BEGIN DATA EXTRACT

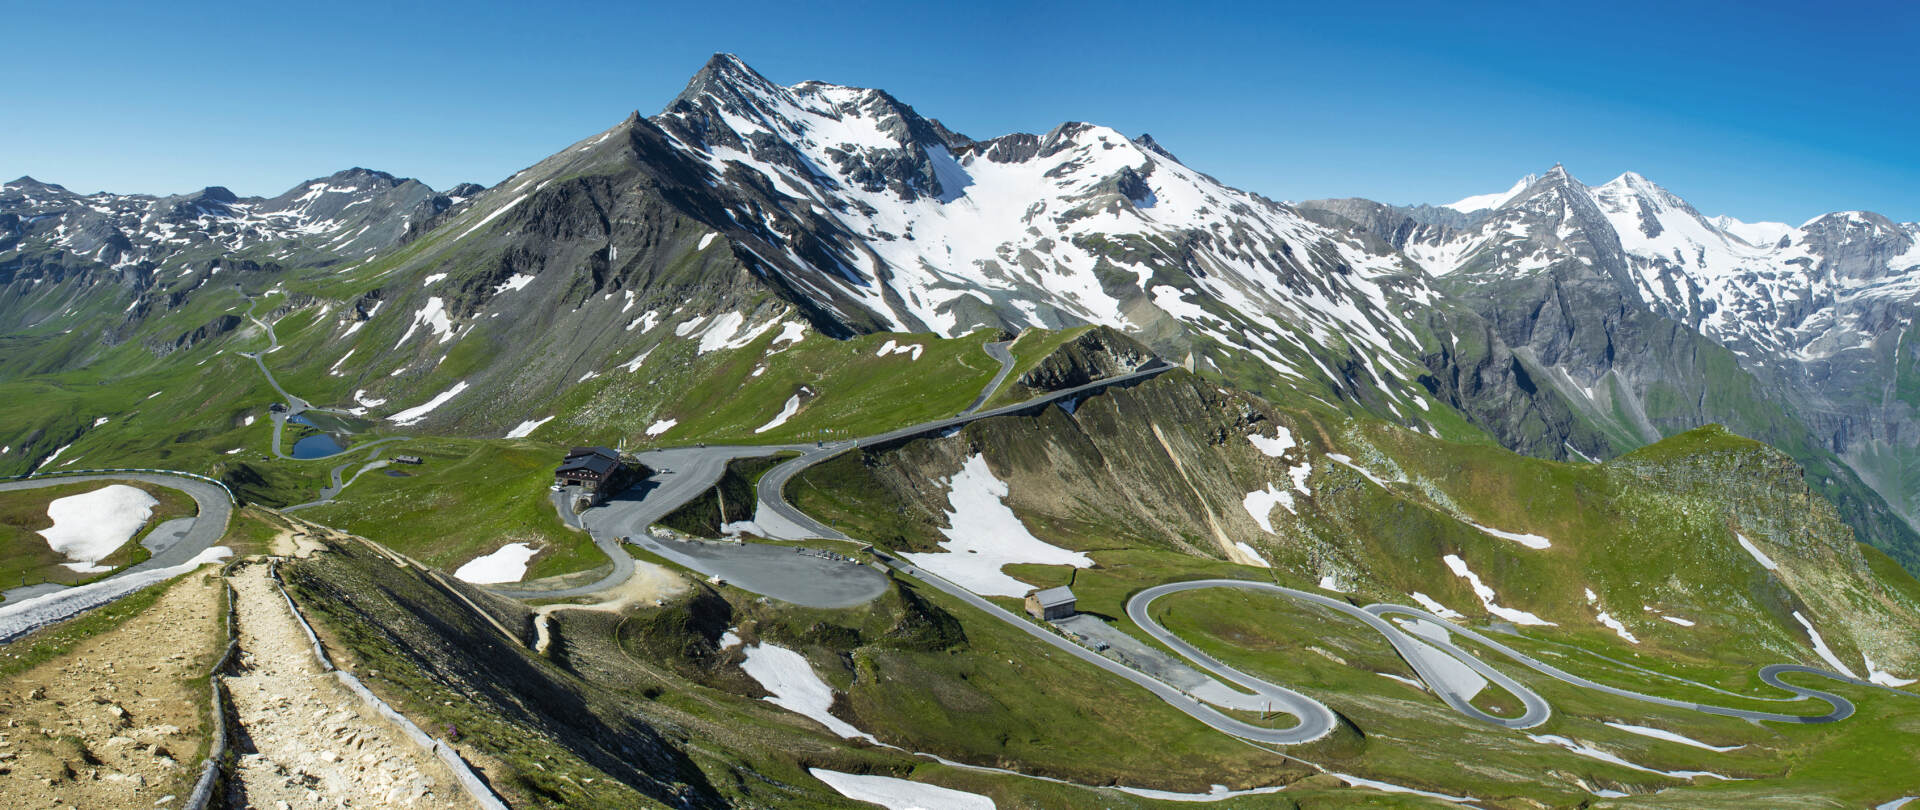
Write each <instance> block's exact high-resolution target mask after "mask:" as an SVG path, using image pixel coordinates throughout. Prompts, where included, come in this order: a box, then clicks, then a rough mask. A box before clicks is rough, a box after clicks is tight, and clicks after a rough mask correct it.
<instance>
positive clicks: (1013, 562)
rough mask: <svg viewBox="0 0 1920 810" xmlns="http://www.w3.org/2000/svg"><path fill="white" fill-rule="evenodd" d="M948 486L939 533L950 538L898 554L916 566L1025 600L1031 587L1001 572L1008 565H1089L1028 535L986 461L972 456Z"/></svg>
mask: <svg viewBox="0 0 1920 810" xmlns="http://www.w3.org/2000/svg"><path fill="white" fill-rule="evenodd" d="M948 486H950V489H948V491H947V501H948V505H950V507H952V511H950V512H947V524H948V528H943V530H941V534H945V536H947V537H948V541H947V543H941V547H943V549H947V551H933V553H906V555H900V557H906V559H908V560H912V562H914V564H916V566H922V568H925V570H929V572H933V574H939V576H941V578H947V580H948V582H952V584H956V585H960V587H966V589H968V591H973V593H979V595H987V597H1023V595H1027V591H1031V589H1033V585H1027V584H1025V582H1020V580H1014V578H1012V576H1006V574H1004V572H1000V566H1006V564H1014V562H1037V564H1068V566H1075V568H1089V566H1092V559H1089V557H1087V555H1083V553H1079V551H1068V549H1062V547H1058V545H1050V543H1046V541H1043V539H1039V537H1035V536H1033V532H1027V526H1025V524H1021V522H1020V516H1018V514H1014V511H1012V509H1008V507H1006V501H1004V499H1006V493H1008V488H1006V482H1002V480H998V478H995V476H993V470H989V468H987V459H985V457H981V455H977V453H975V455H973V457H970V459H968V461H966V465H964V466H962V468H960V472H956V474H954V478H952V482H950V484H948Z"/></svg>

END DATA EXTRACT

** YOUR INSTRUCTIONS **
A word-for-word copy of all the data is required, minus the pictures.

** RESPONSE BELOW **
Write each <instance> block's exact high-resolution target mask after "mask:" as an SVG path, using image pixel coordinates throughout. Prompts, where included, come in this order: a box, then clicks, then a rough mask. A box before clicks is rough, a box after clicks is tight, and clicks after a rough mask correct it.
<instance>
positive clicks: (1013, 562)
rough mask: <svg viewBox="0 0 1920 810" xmlns="http://www.w3.org/2000/svg"><path fill="white" fill-rule="evenodd" d="M948 486L939 533L950 538L898 554L916 566L1025 600L1031 587L1001 572L1008 565H1089L1028 535L986 461L972 456Z"/></svg>
mask: <svg viewBox="0 0 1920 810" xmlns="http://www.w3.org/2000/svg"><path fill="white" fill-rule="evenodd" d="M948 486H950V489H948V491H947V501H948V505H950V507H952V511H950V512H947V524H948V528H943V530H941V534H945V536H947V537H948V541H947V543H941V547H943V549H947V551H933V553H906V555H900V557H906V559H908V560H912V562H914V564H916V566H922V568H925V570H929V572H933V574H939V576H941V578H947V580H948V582H952V584H956V585H960V587H966V589H968V591H973V593H979V595H987V597H1023V595H1027V591H1031V589H1033V585H1027V584H1025V582H1020V580H1014V578H1012V576H1006V574H1004V572H1000V566H1006V564H1014V562H1037V564H1068V566H1075V568H1089V566H1092V559H1089V557H1087V555H1083V553H1079V551H1068V549H1062V547H1058V545H1050V543H1046V541H1043V539H1039V537H1035V536H1033V532H1027V526H1025V524H1021V522H1020V516H1018V514H1014V511H1012V509H1008V507H1006V501H1004V499H1006V493H1008V488H1006V482H1002V480H998V478H995V476H993V470H989V468H987V459H985V457H981V455H977V453H975V455H973V457H970V459H968V461H966V465H964V466H962V468H960V472H956V474H954V478H952V482H950V484H948Z"/></svg>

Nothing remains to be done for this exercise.